* [WORK INSTRUCTIONS] Filter the records below, keeping every line that contains the word "umbrella".

* [ENTRIES PROVIDED]
══════════
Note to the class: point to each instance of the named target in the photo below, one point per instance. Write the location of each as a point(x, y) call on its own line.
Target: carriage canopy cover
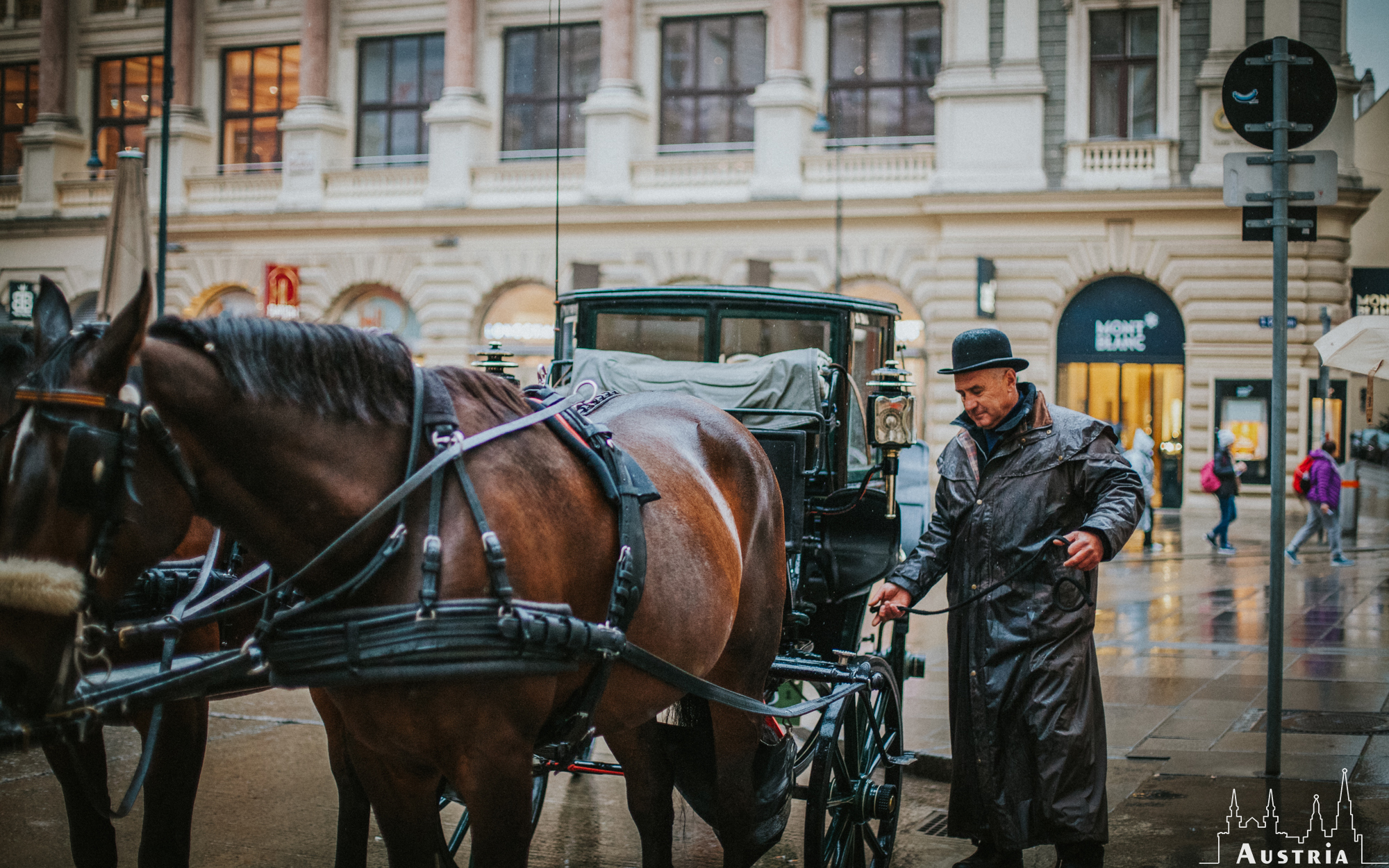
point(780, 381)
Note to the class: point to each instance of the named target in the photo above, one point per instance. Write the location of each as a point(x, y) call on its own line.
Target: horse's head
point(87, 502)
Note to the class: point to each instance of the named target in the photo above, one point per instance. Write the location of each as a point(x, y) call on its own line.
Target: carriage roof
point(742, 295)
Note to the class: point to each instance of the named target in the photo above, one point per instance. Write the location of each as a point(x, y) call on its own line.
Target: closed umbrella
point(1359, 345)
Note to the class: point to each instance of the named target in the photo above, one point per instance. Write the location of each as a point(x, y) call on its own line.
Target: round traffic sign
point(1248, 94)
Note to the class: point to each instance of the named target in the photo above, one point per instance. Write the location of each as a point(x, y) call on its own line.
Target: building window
point(549, 73)
point(128, 94)
point(22, 108)
point(259, 87)
point(881, 63)
point(399, 77)
point(1124, 74)
point(709, 69)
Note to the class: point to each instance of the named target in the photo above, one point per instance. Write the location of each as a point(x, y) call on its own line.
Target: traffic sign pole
point(1274, 744)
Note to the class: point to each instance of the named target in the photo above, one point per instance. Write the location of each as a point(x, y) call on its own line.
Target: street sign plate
point(1248, 94)
point(1266, 234)
point(1317, 178)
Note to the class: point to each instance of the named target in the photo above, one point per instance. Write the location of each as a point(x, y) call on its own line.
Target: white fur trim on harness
point(40, 587)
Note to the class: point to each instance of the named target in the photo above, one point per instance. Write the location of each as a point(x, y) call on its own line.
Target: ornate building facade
point(1051, 167)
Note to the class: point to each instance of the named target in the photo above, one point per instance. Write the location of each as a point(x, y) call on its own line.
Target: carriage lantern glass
point(891, 423)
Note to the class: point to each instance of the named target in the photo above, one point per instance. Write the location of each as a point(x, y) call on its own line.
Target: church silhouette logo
point(1336, 842)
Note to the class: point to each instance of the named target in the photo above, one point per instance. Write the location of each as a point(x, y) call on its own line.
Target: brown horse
point(294, 433)
point(176, 769)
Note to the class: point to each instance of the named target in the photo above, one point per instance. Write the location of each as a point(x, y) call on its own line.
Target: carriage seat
point(794, 380)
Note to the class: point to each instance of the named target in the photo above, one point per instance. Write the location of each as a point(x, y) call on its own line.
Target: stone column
point(784, 108)
point(616, 115)
point(459, 119)
point(990, 119)
point(315, 133)
point(1217, 135)
point(53, 145)
point(191, 140)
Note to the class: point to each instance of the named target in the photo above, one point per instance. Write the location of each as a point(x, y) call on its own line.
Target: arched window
point(523, 319)
point(224, 301)
point(912, 337)
point(380, 308)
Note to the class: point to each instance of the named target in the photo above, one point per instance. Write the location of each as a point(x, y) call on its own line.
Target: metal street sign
point(1248, 94)
point(1247, 178)
point(1259, 224)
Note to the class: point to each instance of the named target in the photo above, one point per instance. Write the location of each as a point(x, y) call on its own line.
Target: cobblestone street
point(1183, 651)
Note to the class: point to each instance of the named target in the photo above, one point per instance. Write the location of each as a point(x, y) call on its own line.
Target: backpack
point(1211, 483)
point(1302, 477)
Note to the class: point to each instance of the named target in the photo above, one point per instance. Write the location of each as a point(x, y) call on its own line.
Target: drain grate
point(935, 824)
point(1327, 723)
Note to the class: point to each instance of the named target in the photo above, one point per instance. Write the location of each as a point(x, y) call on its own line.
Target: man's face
point(988, 395)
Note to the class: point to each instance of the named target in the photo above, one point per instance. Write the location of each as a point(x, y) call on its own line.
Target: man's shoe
point(988, 856)
point(1080, 855)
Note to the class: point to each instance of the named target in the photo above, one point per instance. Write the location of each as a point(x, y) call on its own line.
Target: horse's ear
point(52, 319)
point(123, 340)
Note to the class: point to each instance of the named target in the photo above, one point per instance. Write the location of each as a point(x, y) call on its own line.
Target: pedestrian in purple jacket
point(1324, 505)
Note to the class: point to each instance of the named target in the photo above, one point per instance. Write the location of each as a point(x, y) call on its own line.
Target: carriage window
point(669, 338)
point(744, 337)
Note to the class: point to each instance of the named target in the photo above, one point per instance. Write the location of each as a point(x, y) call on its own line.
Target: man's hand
point(894, 599)
point(1087, 551)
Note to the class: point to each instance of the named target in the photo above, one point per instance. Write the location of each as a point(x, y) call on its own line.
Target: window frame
point(123, 123)
point(31, 110)
point(1124, 65)
point(420, 106)
point(698, 92)
point(869, 84)
point(251, 115)
point(548, 103)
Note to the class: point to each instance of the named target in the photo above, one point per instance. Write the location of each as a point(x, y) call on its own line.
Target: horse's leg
point(354, 808)
point(91, 835)
point(735, 746)
point(408, 809)
point(172, 785)
point(649, 784)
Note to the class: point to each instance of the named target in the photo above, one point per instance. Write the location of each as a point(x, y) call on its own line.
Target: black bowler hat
point(980, 349)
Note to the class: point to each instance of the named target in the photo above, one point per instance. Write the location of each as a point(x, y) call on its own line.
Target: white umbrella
point(1359, 345)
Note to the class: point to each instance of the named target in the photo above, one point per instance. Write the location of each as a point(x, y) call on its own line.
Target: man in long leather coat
point(1027, 721)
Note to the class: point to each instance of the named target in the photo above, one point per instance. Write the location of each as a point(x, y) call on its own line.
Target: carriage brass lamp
point(891, 410)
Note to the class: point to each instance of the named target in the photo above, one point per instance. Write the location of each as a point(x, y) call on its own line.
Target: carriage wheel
point(538, 788)
point(855, 791)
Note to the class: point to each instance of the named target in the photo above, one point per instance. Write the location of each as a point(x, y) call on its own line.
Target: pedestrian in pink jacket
point(1324, 505)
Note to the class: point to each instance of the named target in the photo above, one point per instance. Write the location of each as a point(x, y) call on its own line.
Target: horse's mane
point(331, 370)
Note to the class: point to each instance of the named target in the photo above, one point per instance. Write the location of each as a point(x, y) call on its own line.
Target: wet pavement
point(1183, 644)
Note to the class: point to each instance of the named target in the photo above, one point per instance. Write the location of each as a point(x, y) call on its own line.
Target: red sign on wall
point(283, 292)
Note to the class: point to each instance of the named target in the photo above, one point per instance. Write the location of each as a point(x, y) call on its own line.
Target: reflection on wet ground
point(1183, 641)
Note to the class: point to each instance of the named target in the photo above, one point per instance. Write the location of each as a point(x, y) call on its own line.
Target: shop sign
point(283, 292)
point(23, 295)
point(1122, 319)
point(1369, 291)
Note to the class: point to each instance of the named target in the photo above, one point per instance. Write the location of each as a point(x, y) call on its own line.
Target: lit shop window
point(398, 80)
point(523, 320)
point(1124, 74)
point(259, 87)
point(381, 308)
point(881, 63)
point(549, 73)
point(128, 94)
point(709, 69)
point(20, 84)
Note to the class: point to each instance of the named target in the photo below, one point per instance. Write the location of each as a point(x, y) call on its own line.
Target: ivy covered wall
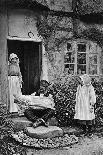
point(55, 30)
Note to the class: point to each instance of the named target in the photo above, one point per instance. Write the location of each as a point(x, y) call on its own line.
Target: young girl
point(85, 100)
point(15, 80)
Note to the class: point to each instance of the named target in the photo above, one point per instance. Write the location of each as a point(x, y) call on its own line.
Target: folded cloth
point(36, 102)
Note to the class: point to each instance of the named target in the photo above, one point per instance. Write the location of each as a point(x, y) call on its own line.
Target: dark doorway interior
point(29, 54)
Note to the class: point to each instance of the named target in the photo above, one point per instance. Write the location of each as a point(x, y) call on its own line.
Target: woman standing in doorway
point(15, 80)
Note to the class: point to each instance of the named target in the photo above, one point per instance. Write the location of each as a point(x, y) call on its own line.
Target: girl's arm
point(92, 96)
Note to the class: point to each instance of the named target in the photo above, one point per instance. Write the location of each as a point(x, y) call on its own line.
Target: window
point(81, 58)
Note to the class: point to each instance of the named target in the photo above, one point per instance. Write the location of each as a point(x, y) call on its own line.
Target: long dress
point(14, 76)
point(85, 100)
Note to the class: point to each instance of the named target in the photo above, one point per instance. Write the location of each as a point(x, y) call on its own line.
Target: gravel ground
point(87, 145)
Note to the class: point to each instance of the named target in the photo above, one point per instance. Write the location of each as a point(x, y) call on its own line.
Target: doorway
point(29, 53)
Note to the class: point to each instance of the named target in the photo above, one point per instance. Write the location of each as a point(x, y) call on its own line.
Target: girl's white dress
point(14, 76)
point(85, 100)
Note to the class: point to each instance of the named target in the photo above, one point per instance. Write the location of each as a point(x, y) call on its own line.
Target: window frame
point(75, 47)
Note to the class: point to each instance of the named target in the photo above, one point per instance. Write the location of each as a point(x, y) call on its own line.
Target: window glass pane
point(81, 58)
point(81, 69)
point(81, 47)
point(69, 46)
point(92, 69)
point(93, 59)
point(69, 68)
point(69, 57)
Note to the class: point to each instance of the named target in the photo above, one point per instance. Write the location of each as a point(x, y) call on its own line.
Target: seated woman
point(40, 109)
══════════
* [ANSWER TO THIS PROBLEM]
Target: closed umbrella
Target: white umbrella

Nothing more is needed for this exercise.